- **Goal**: Convert every line of the rows below into a numbered list, omitting blank lines. Leave the pictures out of the answer.

- **Provided data**:
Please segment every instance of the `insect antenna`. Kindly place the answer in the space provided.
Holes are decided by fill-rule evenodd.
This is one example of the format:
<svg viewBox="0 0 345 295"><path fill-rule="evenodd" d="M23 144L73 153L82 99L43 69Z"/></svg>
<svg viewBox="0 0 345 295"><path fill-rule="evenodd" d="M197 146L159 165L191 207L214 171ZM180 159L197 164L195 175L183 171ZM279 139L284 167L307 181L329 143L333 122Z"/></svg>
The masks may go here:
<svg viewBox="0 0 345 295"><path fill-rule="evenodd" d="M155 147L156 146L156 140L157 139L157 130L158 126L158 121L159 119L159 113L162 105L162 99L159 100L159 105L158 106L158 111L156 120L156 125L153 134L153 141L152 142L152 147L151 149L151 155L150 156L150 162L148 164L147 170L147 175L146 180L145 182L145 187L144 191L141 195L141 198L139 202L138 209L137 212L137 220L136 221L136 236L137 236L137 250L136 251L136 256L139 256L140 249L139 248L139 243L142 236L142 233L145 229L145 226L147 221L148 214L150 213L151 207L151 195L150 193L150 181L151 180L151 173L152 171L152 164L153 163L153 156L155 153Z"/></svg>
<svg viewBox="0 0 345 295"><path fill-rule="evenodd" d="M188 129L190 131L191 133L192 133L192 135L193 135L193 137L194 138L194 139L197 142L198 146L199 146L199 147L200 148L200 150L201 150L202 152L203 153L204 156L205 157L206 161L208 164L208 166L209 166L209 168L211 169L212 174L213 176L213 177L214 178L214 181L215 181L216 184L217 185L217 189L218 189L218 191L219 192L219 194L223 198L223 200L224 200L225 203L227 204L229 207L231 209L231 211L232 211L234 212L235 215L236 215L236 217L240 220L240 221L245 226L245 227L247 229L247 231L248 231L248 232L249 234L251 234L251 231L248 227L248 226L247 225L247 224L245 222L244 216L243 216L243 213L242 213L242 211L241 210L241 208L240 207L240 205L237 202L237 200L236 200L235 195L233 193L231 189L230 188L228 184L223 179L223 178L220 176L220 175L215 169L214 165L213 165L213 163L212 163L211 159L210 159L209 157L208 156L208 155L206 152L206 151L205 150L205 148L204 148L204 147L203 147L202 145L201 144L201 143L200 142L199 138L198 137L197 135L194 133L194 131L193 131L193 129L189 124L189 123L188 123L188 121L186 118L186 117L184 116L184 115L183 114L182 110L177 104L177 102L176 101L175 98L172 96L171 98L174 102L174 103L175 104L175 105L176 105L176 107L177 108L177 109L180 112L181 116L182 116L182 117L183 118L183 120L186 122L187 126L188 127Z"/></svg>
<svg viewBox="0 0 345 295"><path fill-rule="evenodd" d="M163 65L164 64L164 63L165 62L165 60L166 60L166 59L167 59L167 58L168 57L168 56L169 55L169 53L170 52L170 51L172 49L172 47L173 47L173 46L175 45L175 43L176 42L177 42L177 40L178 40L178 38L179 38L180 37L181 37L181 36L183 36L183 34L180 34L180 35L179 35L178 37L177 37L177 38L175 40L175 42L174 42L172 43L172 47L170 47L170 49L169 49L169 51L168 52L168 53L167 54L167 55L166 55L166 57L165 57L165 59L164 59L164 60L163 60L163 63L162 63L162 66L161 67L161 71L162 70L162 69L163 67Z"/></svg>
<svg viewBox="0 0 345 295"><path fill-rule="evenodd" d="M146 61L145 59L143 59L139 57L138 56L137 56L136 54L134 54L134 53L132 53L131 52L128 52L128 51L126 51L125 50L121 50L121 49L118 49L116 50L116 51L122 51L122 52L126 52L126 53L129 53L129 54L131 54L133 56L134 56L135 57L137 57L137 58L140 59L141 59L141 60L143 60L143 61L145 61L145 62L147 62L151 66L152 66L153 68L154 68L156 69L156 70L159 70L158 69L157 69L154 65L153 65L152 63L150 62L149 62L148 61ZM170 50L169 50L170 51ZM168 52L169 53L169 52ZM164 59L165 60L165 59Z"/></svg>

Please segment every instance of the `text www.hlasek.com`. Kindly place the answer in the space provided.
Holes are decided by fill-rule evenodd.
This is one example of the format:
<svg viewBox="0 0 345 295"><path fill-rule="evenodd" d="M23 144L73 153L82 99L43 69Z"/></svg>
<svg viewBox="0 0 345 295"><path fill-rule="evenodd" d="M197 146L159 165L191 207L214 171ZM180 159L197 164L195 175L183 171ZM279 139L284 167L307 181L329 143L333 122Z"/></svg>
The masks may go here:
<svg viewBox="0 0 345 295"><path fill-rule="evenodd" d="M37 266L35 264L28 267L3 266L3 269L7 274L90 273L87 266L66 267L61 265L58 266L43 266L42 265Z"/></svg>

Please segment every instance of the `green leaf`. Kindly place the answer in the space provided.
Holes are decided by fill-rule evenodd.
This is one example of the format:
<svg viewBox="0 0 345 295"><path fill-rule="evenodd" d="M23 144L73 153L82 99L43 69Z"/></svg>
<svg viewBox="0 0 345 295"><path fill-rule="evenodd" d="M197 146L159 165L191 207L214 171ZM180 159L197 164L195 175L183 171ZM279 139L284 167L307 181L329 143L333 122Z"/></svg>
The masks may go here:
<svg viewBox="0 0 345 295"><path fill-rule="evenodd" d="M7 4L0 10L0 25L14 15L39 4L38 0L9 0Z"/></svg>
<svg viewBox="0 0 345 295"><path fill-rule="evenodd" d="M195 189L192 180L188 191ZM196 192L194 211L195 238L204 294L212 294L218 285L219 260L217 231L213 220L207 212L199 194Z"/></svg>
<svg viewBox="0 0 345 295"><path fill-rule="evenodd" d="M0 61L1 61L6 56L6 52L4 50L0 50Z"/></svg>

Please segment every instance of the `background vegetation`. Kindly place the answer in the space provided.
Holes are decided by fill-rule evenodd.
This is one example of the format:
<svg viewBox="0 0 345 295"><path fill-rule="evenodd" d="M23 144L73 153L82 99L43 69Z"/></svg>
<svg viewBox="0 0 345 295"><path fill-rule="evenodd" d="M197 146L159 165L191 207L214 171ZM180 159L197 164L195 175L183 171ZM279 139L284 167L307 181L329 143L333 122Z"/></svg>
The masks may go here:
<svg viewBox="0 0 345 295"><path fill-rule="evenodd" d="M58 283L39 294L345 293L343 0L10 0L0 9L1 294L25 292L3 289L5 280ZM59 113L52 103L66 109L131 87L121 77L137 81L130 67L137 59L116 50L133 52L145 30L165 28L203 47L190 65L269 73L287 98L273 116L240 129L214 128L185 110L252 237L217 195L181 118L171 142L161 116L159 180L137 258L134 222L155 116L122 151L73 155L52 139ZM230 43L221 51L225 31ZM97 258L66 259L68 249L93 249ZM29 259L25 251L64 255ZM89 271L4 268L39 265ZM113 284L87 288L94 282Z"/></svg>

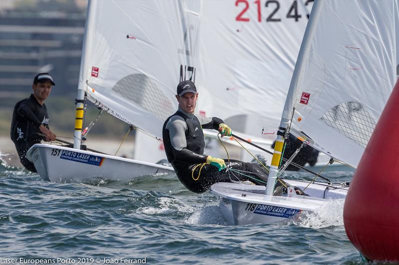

- **Answer for this exercise**:
1. Please segment every instance of the `insect antenna`. Kindly place the answer in the space provided.
2. Holes are decided by fill-rule evenodd.
3. This is one example of the format:
4. <svg viewBox="0 0 345 295"><path fill-rule="evenodd" d="M23 144L73 153L82 99L43 69Z"/></svg>
5. <svg viewBox="0 0 345 295"><path fill-rule="evenodd" d="M197 146L159 165L191 207L214 171ZM180 159L197 164L195 175L183 171ZM279 139L284 167L307 181L329 143L333 122Z"/></svg>
6. The masks may go here:
7. <svg viewBox="0 0 345 295"><path fill-rule="evenodd" d="M155 147L156 146L156 140L157 139L157 130L158 126L158 121L159 119L159 113L162 105L162 99L159 100L159 105L158 106L158 111L156 120L156 125L153 134L153 141L152 142L152 147L151 149L151 155L150 156L150 162L148 164L147 170L147 175L146 180L145 182L145 187L144 191L141 195L141 198L139 202L138 209L137 212L137 220L136 221L136 236L137 236L137 250L136 251L136 256L139 256L140 249L139 248L139 243L142 236L142 233L145 229L145 226L147 221L148 214L150 213L151 207L151 195L150 193L150 181L151 180L151 173L152 171L152 164L153 163L153 156L155 153Z"/></svg>
8. <svg viewBox="0 0 345 295"><path fill-rule="evenodd" d="M188 129L190 131L191 133L192 133L192 135L193 135L193 137L194 138L194 139L197 142L198 146L199 146L199 147L200 148L200 150L201 150L202 152L203 153L204 156L205 157L206 161L208 164L208 166L209 166L209 168L211 169L212 174L213 176L213 177L214 178L214 181L215 181L216 184L217 185L217 189L218 189L218 191L219 192L219 194L223 198L223 200L224 200L225 203L227 204L229 207L231 209L231 211L232 211L234 212L235 215L236 215L236 217L240 220L240 221L245 226L245 227L247 229L247 231L248 231L248 232L249 234L251 234L251 231L248 227L248 226L247 225L247 224L245 222L244 216L243 216L243 213L242 213L242 211L241 210L241 208L240 207L240 205L237 202L237 200L236 200L235 195L233 193L231 189L230 188L228 184L223 179L223 178L220 176L220 175L215 169L214 165L213 165L213 163L212 163L211 159L210 159L209 157L208 156L208 155L206 152L206 151L205 150L205 148L204 148L204 147L203 147L202 145L201 144L201 143L200 142L199 138L198 137L197 135L194 133L194 131L193 131L193 129L189 124L189 123L188 123L188 121L186 118L186 117L184 116L184 115L183 114L182 110L177 104L177 102L176 101L175 98L172 96L171 98L174 102L174 103L175 104L175 105L176 105L176 107L177 108L177 109L180 112L181 116L182 116L182 117L183 118L183 120L186 122L187 126L188 127Z"/></svg>
9. <svg viewBox="0 0 345 295"><path fill-rule="evenodd" d="M163 65L164 64L164 63L165 62L165 60L166 60L166 59L167 59L167 58L168 57L168 56L169 55L169 53L170 52L170 51L172 49L172 47L173 47L173 46L175 45L175 43L176 42L177 42L177 40L178 40L178 38L179 38L180 37L181 37L181 36L183 36L183 34L180 34L180 35L179 35L178 37L177 37L177 38L175 40L175 42L174 42L172 43L172 47L170 47L170 49L169 49L169 51L168 52L168 53L167 54L167 55L166 55L166 57L165 57L165 59L164 59L164 60L163 60L163 63L162 63L162 66L161 67L161 71L162 70L162 69L163 67Z"/></svg>
10. <svg viewBox="0 0 345 295"><path fill-rule="evenodd" d="M146 61L145 59L143 59L139 57L138 56L137 56L136 54L134 54L134 53L132 53L131 52L128 52L128 51L126 51L125 50L121 50L121 49L118 49L116 50L116 51L122 51L122 52L126 52L126 53L129 53L129 54L131 54L133 56L134 56L135 57L137 57L137 58L140 59L141 59L141 60L143 60L143 61L145 61L145 62L147 62L151 66L152 66L153 68L154 68L156 69L156 70L159 70L158 69L157 69L154 65L153 65L152 63L150 62L149 62L148 61ZM170 50L169 50L170 51ZM168 52L169 53L169 52ZM164 59L165 60L165 59Z"/></svg>
11. Please segment every instance of the `text www.hlasek.com`. Kindly place the answer in the space provided.
12. Holes are decided by fill-rule evenodd.
13. This is one example of the format:
14. <svg viewBox="0 0 345 295"><path fill-rule="evenodd" d="M23 144L73 153L82 99L43 69Z"/></svg>
15. <svg viewBox="0 0 345 295"><path fill-rule="evenodd" d="M197 146L159 165L191 207L214 171ZM180 159L197 164L195 175L183 171ZM279 139L284 167L307 181L329 143L333 122Z"/></svg>
16. The masks may go here:
17. <svg viewBox="0 0 345 295"><path fill-rule="evenodd" d="M37 266L35 264L28 267L3 266L3 269L7 274L90 273L87 266L66 267L61 265L58 266L43 266L42 265Z"/></svg>
18. Please segment every instance of the `green leaf`. Kindly place the answer in the space provided.
19. Holes are decided by fill-rule evenodd.
20. This is one example of the format:
21. <svg viewBox="0 0 345 295"><path fill-rule="evenodd" d="M23 144L73 153L82 99L43 69Z"/></svg>
22. <svg viewBox="0 0 345 295"><path fill-rule="evenodd" d="M197 146L159 165L191 207L214 171ZM180 159L197 164L195 175L183 171ZM279 139L284 167L307 181L329 143L333 122Z"/></svg>
23. The masks may go here:
24. <svg viewBox="0 0 345 295"><path fill-rule="evenodd" d="M7 4L0 10L0 25L14 15L39 4L38 0L9 0Z"/></svg>
25. <svg viewBox="0 0 345 295"><path fill-rule="evenodd" d="M195 189L192 180L188 191ZM196 192L194 211L195 238L204 294L212 294L218 285L219 260L217 231L213 220L207 212L199 194Z"/></svg>
26. <svg viewBox="0 0 345 295"><path fill-rule="evenodd" d="M0 61L1 61L6 56L6 52L4 50L0 50Z"/></svg>
27. Please segment every instance of the `background vegetation`. Kindly place the answer in the space provided.
28. Holes are decided by fill-rule evenodd.
29. This is one example of the format:
30. <svg viewBox="0 0 345 295"><path fill-rule="evenodd" d="M23 144L73 153L82 99L43 69Z"/></svg>
31. <svg viewBox="0 0 345 295"><path fill-rule="evenodd" d="M197 146L159 165L191 207L214 171ZM180 159L197 164L195 175L183 171ZM279 139L284 167L307 181L329 143L333 122Z"/></svg>
32. The masks may go here:
33. <svg viewBox="0 0 345 295"><path fill-rule="evenodd" d="M58 283L39 294L345 293L343 0L10 0L0 9L1 294L25 292L3 289L5 280ZM59 113L52 103L66 109L131 87L121 77L137 81L130 67L137 59L116 50L133 52L145 30L165 28L203 47L190 65L269 73L287 98L273 116L240 129L214 128L185 110L252 237L217 195L181 118L171 142L161 116L159 180L137 258L134 222L155 116L122 151L73 155L52 139ZM230 43L221 51L225 31ZM97 258L66 259L68 249L93 249ZM29 259L25 251L64 255ZM89 271L4 268L39 265ZM113 284L87 288L94 282Z"/></svg>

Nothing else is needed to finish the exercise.